▶ Brief
Reproduce the following lines verbatim, with no change to any character.

▶ Source records
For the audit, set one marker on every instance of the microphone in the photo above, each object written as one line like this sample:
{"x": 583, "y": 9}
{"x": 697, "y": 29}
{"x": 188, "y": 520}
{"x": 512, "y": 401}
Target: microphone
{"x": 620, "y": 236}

▶ Output of the task
For the audit, set one marker on every instance of the microphone in the photo above, each object written as one line like this sample:
{"x": 583, "y": 9}
{"x": 697, "y": 29}
{"x": 188, "y": 520}
{"x": 512, "y": 401}
Target: microphone
{"x": 620, "y": 236}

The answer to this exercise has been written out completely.